• [Task requirements]:
A – Rewrite the paragraph of the passage on workers' risk rationalities that begins "For Indonesia's national social insurance model" more briefly, keeping its main facts.
B – Quote the passage on workers' risk rationalities word for word, beginning at the words "Furthermore, trust is" and stopping after the words "public in institutions.".
C – In the passage on workers' risk rationalities, what kind of product do people in the "Flexibly control the future" category commonly choose?

• [Passage provided]:

Workers’ risk rationalities
While insurance illiteracy or financial illiteracy in general is often cited as the cause of low social insurance coverage, the decision to insure or not is more complex. Insurance should be understood as only one tool, among others, to deal with risk.
In an attempt to understand various rationalities of Indonesian workers and how they perceive and deal with risk, my thesis examined the influence of resources, social relationships and perspectives on the future. Combining these three elements, I developed three types of risk rationalities that people use when deciding whether they are willing to take social insurance or not:
- Surviving the present: Individuals in this category mainly do not insure themselves, as their priority is to have enough money to pay for basic needs and they do not generally have disposable income for anything else. They have very low-incomes and are often self-employed or low-paid labourers in urban slum or agricultural settings with few assets. Some people in this situation are already covered by government subsidies for health insurance, but there are currently no subsidies for employment insurance so far.
- Protecting the family: For individuals in this category, insurance is considered when they have more secure employment and income, but they still feel that their current security to some extent, is fragile and therefore they are looking for ways to protect their children and other family members. Most of them chose insurance or social insurance as one of the means to protect them from financial risk in the future, or simply because their employers enrolled them as part of their employment contract.
- Flexibly control the future. Those in this category have better resources and wealth but found many insurance products too inflexible and limited their control over their future resources. They had confidence that they had sufficient resources such as knowledge and skills to control risk. Their choice was commonly a product such as the ULIPs (Unit-Linked Insurance Products), which combines insurance and investment and which has term of disbursement that are more flexible than merely life or health insurance.
This illustrates that while financial literacy is important, people’s experience and circumstances also impact greatly on their social insurance decisions.
For Indonesia’s national social insurance model to be viable, it needs enough subscribers making regular payments at a high enough rate. The scheme also needs to adapt to fast-changing employment relations and demography, rather than being based on a design that is two centuries old.
Furthermore, trust is a key social concept that encompasses many realities, social and economic alike that is often unrecognised and undermined. Lack of trust in institutions and people who work in institutions are often inseparable. Building transparency and improving the quality of public and financial institutions is needed to regain trust to public in institutions.
Finally, understanding the diversity of people’s risk rationalities can help policymakers understand the dynamics of people’s realities. Social insurance must be designed to be more adaptive and more flexible to cater such realities.

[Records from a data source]
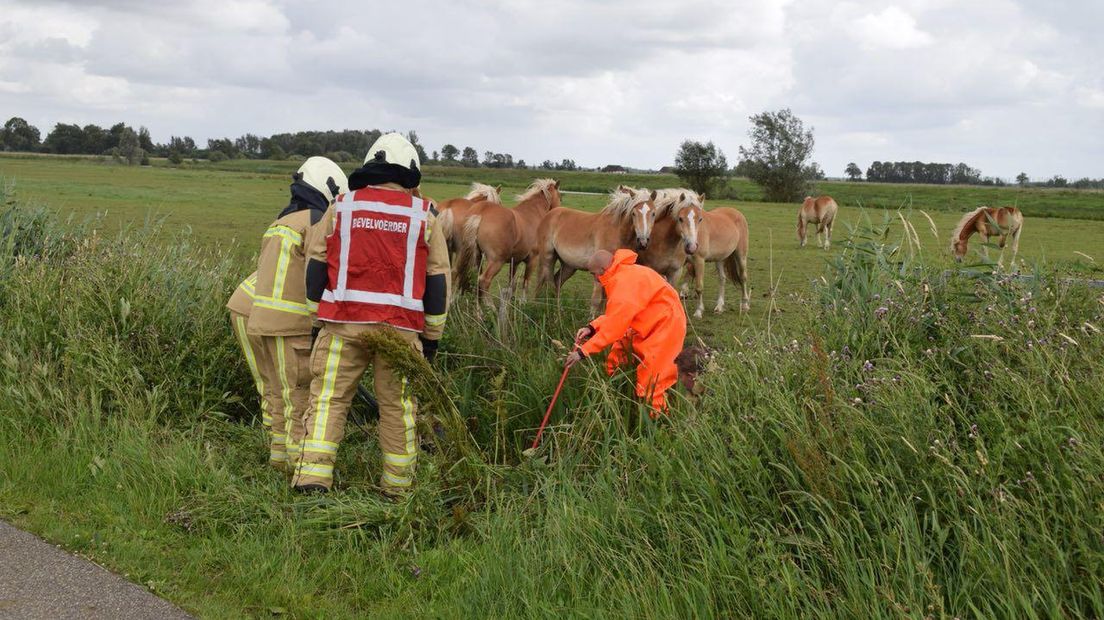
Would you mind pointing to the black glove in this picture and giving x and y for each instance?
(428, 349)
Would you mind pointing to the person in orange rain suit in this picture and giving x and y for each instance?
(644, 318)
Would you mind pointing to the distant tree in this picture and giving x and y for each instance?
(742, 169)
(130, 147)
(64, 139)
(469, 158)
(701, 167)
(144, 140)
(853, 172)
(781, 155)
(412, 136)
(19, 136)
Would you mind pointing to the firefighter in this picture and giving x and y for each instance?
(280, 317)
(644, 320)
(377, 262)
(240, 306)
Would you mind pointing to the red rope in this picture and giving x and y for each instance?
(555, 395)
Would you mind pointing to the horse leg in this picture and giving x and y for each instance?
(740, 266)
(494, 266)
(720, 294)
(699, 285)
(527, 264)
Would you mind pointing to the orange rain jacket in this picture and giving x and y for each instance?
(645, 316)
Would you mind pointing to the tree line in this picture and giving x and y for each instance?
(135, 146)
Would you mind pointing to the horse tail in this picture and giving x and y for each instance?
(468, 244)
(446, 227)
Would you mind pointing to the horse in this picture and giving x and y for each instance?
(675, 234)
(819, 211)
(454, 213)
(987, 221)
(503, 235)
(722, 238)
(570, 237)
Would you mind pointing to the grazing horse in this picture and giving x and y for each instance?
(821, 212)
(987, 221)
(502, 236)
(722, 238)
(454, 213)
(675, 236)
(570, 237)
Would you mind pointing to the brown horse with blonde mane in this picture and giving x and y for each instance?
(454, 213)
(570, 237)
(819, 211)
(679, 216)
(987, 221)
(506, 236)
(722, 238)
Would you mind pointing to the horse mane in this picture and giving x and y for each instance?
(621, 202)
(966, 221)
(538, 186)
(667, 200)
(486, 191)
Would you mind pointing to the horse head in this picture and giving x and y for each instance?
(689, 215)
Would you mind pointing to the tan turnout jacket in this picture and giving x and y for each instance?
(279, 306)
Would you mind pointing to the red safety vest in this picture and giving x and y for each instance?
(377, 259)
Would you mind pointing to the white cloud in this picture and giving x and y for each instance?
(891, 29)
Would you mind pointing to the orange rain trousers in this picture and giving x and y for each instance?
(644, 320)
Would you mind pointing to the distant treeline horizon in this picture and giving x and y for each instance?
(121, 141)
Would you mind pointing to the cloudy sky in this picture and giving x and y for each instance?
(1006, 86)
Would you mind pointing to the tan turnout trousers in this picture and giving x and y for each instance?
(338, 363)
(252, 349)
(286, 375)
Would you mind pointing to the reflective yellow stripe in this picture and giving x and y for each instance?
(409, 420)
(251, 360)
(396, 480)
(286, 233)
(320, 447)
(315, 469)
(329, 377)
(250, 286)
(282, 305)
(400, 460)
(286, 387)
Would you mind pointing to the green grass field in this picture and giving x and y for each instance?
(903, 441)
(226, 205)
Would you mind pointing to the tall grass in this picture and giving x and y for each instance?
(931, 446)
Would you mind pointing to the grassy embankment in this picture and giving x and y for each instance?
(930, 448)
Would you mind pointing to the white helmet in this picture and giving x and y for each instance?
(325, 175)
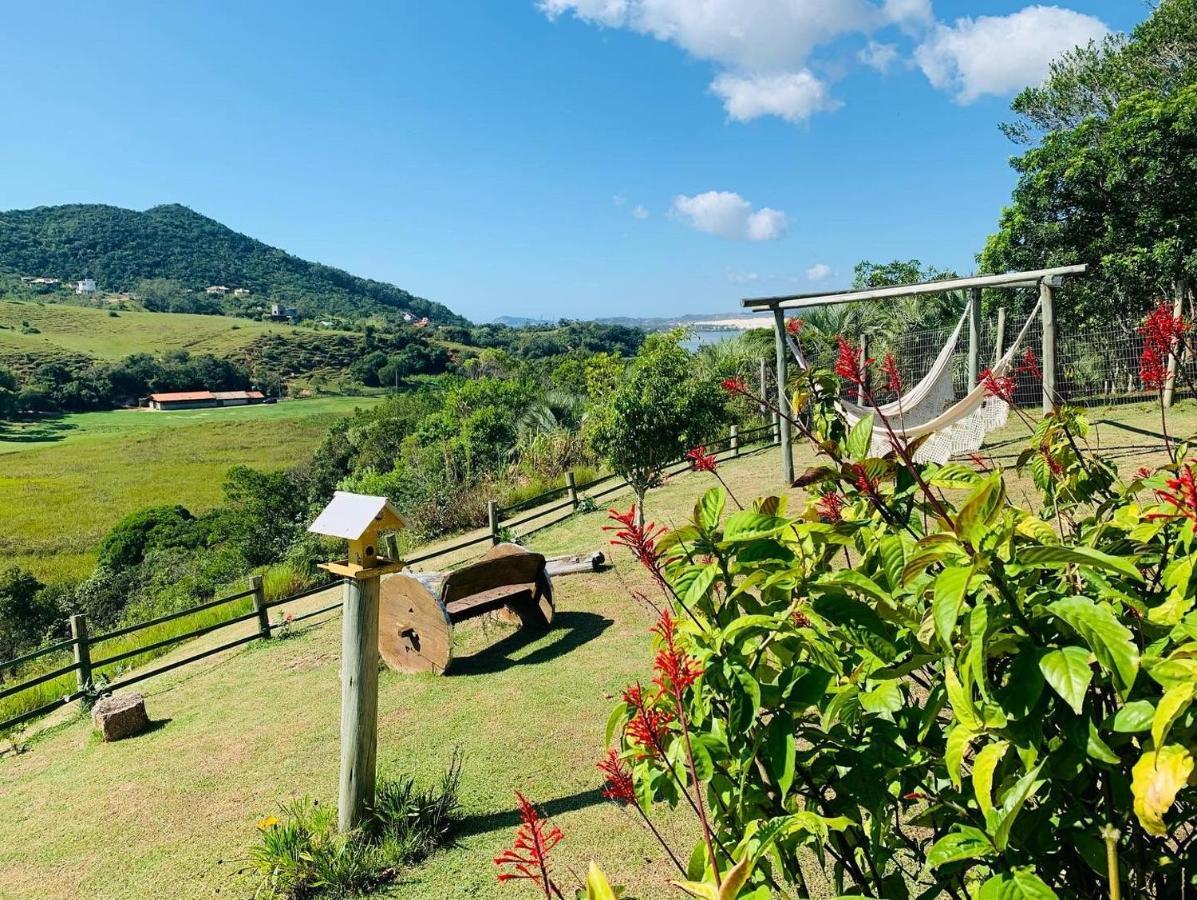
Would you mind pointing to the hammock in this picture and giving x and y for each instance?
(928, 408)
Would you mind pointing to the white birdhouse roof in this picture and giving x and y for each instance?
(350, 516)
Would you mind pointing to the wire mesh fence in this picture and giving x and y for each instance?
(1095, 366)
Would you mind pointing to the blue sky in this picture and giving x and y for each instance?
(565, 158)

• [Problem solutions]:
A – Indonesia's national social insurance model will be viable only with enough subscribers paying regularly at a high enough rate. It must also adapt to fast-changing employment relations and demography instead of resting on a two-century-old design.

B –
Furthermore, trust is a key social concept that encompasses many realities, social and economic alike that is often unrecognised and undermined. Lack of trust in institutions and people who work in institutions are often inseparable. Building transparency and improving the quality of public and financial institutions is needed to regain trust to public in institutions.

C – They commonly choose ULIPs (Unit-Linked Insurance Products), which combine insurance and investment.